WORK TASK →
Would you please output the lines of the data below from the one containing "[pin] white star" to the end, exactly and with nothing added?
** Opening SOURCE DATA block **
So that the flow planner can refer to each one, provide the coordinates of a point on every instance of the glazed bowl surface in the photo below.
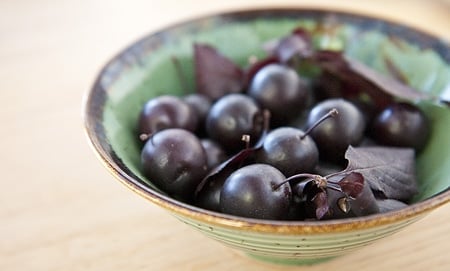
(146, 69)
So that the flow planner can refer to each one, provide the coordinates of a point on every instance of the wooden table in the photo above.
(61, 210)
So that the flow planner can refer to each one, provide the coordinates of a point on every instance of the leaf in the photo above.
(215, 74)
(388, 170)
(352, 184)
(258, 65)
(297, 44)
(387, 84)
(381, 88)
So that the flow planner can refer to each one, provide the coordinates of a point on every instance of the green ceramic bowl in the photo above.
(145, 69)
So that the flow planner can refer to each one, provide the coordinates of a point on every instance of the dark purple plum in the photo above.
(232, 117)
(401, 125)
(175, 161)
(334, 135)
(290, 150)
(165, 112)
(280, 90)
(256, 191)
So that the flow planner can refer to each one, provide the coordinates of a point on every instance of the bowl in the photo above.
(145, 69)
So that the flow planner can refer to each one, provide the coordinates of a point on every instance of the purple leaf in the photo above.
(389, 171)
(298, 44)
(352, 184)
(215, 74)
(387, 84)
(381, 88)
(256, 66)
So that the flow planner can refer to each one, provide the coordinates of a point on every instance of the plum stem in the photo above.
(331, 114)
(318, 180)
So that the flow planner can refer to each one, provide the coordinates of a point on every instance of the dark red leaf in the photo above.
(215, 74)
(298, 44)
(381, 88)
(256, 66)
(352, 184)
(389, 171)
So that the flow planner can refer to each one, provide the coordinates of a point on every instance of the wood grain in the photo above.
(61, 210)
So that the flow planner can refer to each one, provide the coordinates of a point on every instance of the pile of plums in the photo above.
(267, 142)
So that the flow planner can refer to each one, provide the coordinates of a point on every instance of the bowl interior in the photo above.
(147, 69)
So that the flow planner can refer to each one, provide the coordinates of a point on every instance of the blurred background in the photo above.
(61, 210)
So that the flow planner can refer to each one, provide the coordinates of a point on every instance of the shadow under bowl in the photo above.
(145, 69)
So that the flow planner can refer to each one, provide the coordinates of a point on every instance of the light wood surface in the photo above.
(61, 210)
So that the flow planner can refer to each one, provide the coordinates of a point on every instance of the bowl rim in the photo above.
(113, 164)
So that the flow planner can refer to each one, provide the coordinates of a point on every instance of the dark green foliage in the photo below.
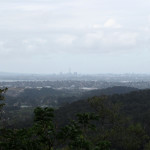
(102, 127)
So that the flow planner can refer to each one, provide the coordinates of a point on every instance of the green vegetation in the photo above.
(99, 123)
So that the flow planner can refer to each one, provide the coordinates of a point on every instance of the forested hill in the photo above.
(56, 98)
(135, 104)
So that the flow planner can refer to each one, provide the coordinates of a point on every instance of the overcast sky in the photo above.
(88, 36)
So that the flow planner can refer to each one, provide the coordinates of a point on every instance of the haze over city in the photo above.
(88, 36)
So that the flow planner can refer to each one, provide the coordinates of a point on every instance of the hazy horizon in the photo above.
(87, 36)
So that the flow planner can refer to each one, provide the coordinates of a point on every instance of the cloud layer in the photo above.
(33, 29)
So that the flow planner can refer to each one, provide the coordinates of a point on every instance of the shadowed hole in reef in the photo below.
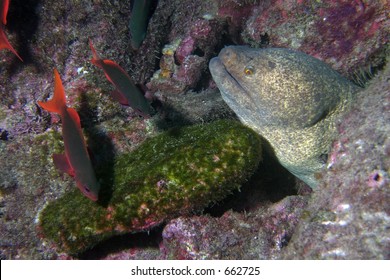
(270, 183)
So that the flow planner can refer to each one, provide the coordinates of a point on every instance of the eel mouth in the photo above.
(219, 72)
(225, 80)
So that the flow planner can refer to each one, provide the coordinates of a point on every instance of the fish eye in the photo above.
(249, 70)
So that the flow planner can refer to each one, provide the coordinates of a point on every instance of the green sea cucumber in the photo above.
(175, 173)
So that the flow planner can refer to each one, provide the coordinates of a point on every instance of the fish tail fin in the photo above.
(4, 11)
(58, 102)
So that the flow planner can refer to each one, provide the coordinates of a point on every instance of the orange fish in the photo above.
(127, 93)
(76, 161)
(4, 44)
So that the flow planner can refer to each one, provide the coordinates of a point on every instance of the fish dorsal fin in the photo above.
(73, 114)
(120, 98)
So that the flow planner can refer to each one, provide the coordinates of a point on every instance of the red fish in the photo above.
(76, 161)
(4, 44)
(127, 93)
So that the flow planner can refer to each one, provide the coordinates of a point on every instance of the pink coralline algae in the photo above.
(185, 60)
(342, 33)
(259, 235)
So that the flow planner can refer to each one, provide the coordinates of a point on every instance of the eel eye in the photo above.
(249, 70)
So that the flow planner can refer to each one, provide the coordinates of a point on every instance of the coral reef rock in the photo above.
(177, 172)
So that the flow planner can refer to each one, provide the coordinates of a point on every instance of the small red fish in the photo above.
(4, 44)
(76, 161)
(127, 93)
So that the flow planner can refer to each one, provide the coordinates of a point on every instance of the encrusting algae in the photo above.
(175, 173)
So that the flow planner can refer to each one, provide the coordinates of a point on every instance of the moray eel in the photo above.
(291, 99)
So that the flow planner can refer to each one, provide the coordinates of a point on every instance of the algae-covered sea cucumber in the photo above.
(175, 173)
(292, 99)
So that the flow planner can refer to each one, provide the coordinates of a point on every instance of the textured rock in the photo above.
(349, 215)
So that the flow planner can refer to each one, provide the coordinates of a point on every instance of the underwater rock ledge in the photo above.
(175, 173)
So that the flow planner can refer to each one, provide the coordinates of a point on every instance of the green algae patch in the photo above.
(172, 174)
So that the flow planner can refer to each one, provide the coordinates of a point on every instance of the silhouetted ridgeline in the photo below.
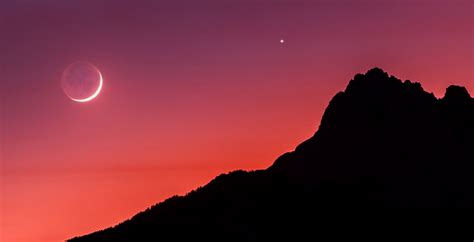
(382, 143)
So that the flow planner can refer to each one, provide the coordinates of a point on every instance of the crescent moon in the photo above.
(93, 95)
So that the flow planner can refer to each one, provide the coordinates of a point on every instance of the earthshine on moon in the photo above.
(81, 81)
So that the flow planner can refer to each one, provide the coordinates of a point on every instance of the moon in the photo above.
(81, 81)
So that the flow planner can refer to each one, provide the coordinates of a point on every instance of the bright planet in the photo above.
(81, 81)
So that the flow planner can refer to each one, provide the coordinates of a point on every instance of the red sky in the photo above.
(191, 89)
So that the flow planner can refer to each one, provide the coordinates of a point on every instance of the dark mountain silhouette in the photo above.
(382, 143)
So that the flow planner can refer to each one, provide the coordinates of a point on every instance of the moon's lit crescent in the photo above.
(93, 95)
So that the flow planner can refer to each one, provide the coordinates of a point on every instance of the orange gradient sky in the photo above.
(191, 89)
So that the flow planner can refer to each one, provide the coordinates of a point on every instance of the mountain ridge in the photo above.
(381, 143)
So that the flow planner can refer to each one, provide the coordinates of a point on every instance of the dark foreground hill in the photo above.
(382, 143)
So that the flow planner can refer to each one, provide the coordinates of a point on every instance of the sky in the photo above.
(191, 89)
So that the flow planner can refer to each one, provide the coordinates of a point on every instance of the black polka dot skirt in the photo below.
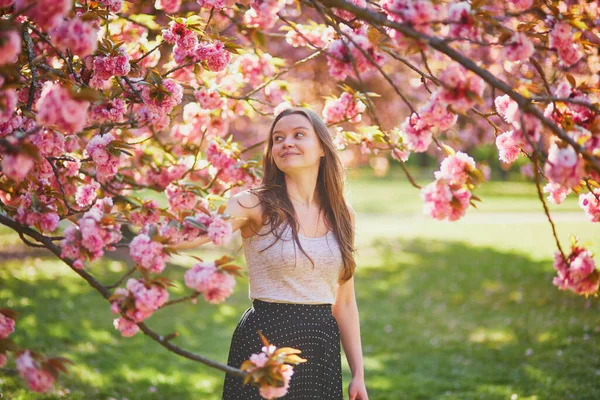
(311, 328)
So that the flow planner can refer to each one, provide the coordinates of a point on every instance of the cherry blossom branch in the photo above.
(103, 290)
(546, 211)
(438, 44)
(30, 59)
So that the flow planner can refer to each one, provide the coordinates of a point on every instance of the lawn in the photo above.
(460, 310)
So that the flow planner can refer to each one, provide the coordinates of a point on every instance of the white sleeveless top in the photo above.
(280, 274)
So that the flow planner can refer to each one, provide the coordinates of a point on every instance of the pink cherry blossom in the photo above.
(105, 67)
(169, 6)
(577, 273)
(564, 166)
(416, 134)
(107, 164)
(57, 108)
(46, 13)
(520, 5)
(180, 199)
(111, 111)
(219, 231)
(16, 166)
(591, 205)
(209, 99)
(126, 327)
(113, 5)
(148, 253)
(317, 36)
(556, 193)
(8, 102)
(7, 326)
(10, 47)
(456, 168)
(346, 107)
(272, 392)
(463, 22)
(210, 4)
(86, 194)
(442, 202)
(518, 48)
(81, 37)
(461, 88)
(508, 146)
(561, 39)
(347, 15)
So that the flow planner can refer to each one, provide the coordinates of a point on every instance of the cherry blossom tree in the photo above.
(101, 101)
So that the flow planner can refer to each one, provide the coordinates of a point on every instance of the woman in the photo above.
(302, 299)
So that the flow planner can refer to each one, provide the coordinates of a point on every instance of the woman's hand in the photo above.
(357, 390)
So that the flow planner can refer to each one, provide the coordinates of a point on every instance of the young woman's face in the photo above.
(296, 144)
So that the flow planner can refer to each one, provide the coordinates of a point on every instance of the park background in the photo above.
(461, 310)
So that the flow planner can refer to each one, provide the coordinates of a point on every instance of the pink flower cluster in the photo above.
(463, 22)
(184, 39)
(461, 88)
(148, 253)
(44, 218)
(107, 164)
(347, 15)
(112, 5)
(81, 37)
(8, 102)
(46, 13)
(578, 272)
(7, 326)
(216, 4)
(209, 99)
(520, 5)
(57, 108)
(169, 6)
(85, 195)
(255, 68)
(262, 14)
(561, 38)
(314, 35)
(137, 302)
(180, 200)
(10, 47)
(148, 213)
(16, 165)
(105, 67)
(564, 166)
(346, 107)
(591, 205)
(556, 193)
(448, 197)
(96, 230)
(511, 142)
(172, 98)
(38, 380)
(518, 48)
(580, 114)
(216, 285)
(111, 111)
(342, 49)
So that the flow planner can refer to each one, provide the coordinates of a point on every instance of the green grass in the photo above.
(461, 310)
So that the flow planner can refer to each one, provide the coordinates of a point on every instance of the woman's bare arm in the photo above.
(240, 217)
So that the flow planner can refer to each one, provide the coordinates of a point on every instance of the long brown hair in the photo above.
(278, 209)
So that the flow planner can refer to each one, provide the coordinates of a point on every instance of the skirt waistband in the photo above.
(275, 306)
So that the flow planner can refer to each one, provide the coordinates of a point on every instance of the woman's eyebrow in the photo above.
(296, 128)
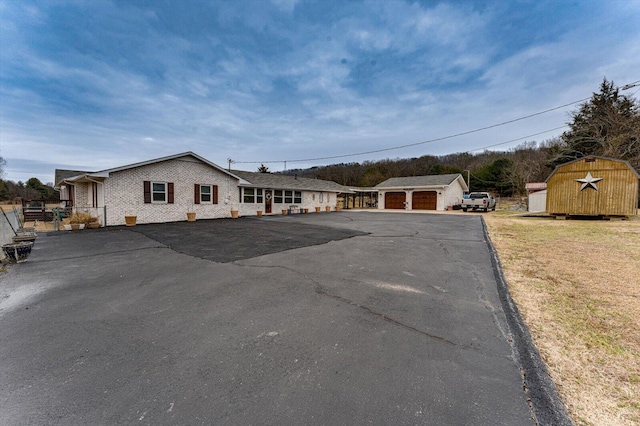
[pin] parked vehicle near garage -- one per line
(479, 201)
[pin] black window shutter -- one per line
(147, 191)
(170, 192)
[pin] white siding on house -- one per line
(310, 200)
(124, 191)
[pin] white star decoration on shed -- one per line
(589, 181)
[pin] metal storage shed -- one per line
(593, 186)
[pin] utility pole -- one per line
(468, 179)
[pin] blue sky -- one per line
(91, 85)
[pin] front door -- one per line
(267, 200)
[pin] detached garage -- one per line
(435, 192)
(593, 186)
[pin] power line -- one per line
(518, 139)
(423, 142)
(333, 157)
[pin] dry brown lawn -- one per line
(577, 285)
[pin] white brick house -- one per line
(165, 189)
(272, 193)
(160, 190)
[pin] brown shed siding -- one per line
(617, 192)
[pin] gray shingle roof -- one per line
(418, 181)
(276, 181)
(62, 174)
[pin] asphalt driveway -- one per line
(341, 318)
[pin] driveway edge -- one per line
(546, 405)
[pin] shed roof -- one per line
(420, 181)
(594, 156)
(277, 181)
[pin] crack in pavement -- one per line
(323, 292)
(84, 256)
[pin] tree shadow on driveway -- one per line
(229, 240)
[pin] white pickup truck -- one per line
(478, 201)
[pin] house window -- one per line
(205, 193)
(248, 195)
(159, 192)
** Closing SOURCE DATA block **
WRITTEN ANSWER →
[pin] white star decoration on shed -- one per line
(589, 181)
[pin] metal storage shed -- one per line
(593, 186)
[pin] utility pole -- one per line
(468, 179)
[pin] blue sky -- one per line
(91, 85)
[pin] front door -- one per line
(267, 200)
[pin] detached garage -- one per line
(435, 192)
(593, 186)
[pin] power line -- one per line
(518, 139)
(423, 142)
(333, 157)
[pin] dry brown lawn -- one per line
(577, 285)
[pin] white brick house -- one per line
(165, 189)
(272, 193)
(160, 190)
[pin] brown shed siding -- one per line
(617, 192)
[pin] gray shingle roof -- one per line
(418, 181)
(276, 181)
(62, 174)
[pin] asphalt driveway -- one per line
(341, 318)
[pin] driveway edge -- one per line
(546, 405)
[pin] shed roof -- one per line
(420, 181)
(594, 156)
(277, 181)
[pin] crack in pavement -- one per line
(323, 292)
(84, 256)
[pin] tree shadow on driveway -- one per line
(229, 240)
[pin] white pickup truck -- one per line
(478, 201)
[pin] house window -- one per line
(205, 193)
(248, 195)
(159, 192)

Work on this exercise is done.